WORK REQUIRED: From the line below that contains "child's face, with integer pixel coordinates." to the line that contains "ear, with integer pixel coordinates.", repeat every line exactly, both ends included, and nothing else.

RECORDS FOR THE TASK:
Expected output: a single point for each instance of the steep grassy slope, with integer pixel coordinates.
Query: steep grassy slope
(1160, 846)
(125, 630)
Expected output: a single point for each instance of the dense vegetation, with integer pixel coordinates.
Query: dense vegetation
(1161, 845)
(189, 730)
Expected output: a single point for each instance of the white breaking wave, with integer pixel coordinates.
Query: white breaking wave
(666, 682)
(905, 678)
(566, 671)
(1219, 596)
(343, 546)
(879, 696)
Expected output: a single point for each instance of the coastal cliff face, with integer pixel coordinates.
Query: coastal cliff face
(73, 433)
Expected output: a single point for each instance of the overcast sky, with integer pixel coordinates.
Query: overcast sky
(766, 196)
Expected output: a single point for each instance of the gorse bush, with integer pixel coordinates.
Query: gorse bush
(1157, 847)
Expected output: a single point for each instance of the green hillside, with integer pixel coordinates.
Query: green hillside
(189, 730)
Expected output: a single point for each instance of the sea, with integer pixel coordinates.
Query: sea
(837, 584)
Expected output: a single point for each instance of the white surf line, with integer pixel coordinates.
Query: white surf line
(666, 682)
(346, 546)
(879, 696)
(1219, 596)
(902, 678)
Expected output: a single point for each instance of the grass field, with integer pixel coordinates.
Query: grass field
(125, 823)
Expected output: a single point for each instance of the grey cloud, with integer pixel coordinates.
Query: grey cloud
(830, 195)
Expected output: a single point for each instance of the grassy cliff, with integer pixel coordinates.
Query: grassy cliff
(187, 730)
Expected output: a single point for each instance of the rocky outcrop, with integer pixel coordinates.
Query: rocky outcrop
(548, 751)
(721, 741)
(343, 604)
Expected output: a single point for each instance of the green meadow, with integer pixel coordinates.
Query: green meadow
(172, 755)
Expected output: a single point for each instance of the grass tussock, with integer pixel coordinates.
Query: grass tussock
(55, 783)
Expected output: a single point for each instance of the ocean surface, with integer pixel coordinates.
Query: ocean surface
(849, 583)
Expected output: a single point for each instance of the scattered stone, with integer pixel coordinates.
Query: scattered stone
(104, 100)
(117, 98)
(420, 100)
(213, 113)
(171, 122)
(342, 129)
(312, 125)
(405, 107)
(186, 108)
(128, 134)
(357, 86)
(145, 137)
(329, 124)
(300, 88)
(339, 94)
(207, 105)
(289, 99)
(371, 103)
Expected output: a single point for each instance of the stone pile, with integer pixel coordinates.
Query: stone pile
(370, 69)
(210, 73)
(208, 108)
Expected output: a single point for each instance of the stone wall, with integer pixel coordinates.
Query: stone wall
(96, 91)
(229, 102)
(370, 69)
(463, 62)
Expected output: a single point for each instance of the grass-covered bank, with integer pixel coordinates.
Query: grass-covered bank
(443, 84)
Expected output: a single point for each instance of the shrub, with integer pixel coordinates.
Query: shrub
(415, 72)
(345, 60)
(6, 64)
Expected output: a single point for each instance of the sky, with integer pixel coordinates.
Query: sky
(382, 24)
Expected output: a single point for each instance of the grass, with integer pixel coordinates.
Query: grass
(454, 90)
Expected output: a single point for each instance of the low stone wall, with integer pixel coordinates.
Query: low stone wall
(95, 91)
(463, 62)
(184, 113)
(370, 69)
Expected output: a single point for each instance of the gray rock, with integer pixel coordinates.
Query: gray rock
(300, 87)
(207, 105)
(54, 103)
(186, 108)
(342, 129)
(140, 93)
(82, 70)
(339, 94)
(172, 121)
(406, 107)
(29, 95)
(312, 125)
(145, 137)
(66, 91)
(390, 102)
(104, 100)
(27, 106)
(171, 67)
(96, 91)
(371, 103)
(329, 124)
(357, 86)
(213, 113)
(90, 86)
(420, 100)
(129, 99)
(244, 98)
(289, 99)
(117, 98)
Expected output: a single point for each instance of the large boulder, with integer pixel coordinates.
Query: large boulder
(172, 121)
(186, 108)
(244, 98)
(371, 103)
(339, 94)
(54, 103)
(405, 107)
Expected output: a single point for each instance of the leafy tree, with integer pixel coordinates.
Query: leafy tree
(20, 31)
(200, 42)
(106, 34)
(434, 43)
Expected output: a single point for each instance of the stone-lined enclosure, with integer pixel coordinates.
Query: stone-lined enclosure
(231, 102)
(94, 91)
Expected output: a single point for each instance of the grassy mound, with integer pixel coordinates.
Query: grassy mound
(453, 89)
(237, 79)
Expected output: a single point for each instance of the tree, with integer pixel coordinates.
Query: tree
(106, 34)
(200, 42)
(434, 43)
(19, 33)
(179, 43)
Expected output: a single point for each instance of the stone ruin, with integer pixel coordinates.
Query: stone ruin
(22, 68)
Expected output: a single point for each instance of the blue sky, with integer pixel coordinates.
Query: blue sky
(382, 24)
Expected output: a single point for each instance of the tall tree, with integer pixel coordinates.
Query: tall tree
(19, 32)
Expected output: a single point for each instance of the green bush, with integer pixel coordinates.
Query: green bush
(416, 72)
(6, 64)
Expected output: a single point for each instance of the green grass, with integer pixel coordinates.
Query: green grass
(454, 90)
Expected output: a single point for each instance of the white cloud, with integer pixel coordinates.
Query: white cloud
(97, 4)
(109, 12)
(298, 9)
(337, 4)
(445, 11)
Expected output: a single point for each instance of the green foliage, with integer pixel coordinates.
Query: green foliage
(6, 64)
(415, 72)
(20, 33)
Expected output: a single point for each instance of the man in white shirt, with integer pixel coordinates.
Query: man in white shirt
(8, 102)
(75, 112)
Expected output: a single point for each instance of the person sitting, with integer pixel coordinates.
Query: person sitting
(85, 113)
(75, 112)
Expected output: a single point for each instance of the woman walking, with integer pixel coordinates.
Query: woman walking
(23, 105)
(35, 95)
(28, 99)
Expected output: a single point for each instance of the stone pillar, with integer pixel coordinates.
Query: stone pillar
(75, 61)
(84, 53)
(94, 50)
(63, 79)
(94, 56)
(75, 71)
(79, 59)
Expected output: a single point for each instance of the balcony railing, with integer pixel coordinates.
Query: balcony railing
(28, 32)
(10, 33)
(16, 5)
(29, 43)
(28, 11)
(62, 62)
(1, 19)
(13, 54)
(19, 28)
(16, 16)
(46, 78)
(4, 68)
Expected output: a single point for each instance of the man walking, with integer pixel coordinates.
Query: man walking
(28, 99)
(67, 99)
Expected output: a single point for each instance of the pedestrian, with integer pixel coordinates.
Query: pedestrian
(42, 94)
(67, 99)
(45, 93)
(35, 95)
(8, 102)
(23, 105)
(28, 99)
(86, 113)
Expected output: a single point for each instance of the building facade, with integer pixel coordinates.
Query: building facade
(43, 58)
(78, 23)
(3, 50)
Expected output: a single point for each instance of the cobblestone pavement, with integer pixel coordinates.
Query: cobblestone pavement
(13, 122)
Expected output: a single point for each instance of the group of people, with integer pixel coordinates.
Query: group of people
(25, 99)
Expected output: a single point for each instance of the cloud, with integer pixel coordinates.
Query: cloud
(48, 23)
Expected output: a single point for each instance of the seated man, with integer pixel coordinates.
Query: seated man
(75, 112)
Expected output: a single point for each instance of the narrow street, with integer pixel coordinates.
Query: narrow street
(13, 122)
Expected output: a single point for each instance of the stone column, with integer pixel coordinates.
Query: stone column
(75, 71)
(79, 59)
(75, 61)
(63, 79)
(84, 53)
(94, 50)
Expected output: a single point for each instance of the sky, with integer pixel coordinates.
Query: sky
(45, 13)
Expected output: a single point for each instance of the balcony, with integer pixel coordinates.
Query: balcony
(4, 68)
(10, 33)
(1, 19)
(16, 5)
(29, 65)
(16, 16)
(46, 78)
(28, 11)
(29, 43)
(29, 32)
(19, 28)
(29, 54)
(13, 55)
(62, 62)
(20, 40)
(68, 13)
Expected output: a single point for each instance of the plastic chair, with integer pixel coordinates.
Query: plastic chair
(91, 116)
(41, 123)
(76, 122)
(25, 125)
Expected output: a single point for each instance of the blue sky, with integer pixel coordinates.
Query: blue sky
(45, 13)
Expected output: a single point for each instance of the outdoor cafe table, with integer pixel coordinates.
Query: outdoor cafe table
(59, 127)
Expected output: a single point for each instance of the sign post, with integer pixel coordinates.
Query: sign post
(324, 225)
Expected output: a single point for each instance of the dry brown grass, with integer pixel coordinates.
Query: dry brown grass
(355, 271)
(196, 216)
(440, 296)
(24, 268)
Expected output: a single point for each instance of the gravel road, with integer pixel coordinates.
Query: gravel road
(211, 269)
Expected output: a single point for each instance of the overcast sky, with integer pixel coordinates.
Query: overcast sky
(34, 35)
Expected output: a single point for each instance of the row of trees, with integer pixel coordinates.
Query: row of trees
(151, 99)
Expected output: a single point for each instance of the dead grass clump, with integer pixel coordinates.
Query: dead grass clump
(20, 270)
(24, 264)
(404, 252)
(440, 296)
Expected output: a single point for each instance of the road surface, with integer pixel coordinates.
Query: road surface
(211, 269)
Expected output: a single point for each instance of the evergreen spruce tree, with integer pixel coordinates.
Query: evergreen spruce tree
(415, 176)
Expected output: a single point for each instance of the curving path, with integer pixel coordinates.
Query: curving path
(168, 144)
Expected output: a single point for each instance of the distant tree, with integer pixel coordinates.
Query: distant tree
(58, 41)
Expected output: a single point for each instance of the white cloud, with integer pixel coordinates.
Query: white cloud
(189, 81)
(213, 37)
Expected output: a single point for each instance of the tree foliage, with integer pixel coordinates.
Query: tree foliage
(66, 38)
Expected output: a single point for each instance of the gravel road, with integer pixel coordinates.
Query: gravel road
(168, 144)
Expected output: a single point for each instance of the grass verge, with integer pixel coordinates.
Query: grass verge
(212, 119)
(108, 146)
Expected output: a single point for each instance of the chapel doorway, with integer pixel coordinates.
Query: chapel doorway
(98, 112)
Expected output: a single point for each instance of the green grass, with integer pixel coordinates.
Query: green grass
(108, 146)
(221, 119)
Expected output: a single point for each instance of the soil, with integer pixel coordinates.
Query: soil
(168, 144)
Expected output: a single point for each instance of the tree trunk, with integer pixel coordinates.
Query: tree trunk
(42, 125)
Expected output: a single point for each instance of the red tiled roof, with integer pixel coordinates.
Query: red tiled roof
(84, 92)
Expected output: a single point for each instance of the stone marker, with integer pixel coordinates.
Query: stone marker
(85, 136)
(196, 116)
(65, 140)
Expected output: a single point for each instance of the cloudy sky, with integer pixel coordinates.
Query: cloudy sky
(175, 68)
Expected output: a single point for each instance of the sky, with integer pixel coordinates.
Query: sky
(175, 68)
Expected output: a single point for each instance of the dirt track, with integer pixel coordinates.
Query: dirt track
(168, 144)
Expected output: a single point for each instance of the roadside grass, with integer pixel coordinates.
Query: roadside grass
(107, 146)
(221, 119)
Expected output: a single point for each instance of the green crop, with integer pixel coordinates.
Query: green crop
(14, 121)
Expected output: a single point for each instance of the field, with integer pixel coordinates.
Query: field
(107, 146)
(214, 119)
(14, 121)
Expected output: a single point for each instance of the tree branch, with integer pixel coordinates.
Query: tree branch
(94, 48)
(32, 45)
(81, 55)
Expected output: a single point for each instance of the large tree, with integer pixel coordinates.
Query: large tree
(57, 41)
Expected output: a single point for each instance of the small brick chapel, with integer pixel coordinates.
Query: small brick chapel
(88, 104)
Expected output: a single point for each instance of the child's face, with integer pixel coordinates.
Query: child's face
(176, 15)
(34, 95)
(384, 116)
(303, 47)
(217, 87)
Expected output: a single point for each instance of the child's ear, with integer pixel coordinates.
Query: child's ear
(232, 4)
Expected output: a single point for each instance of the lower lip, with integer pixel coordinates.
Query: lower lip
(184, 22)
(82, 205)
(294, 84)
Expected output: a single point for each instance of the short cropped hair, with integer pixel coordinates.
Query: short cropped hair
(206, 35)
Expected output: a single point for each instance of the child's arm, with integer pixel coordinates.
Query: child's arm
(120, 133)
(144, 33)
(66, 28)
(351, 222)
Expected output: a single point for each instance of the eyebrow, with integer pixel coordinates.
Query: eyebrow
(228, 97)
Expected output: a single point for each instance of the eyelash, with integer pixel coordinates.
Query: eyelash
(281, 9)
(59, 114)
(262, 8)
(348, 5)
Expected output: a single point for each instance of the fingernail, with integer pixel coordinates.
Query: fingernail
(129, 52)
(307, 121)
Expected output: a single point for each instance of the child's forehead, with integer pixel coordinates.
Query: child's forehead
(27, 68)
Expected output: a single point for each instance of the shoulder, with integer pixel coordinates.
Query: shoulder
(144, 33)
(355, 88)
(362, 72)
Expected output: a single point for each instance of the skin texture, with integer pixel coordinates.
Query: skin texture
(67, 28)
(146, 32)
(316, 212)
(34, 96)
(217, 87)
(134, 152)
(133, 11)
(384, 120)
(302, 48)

RESPONSE:
Expected output: a single point for each instance of the child's face, with integer pixel coordinates.
Query: child's face
(176, 15)
(34, 95)
(384, 116)
(303, 47)
(217, 87)
Expected output: a single point for each instance of the child's ear, with integer pixel coordinates.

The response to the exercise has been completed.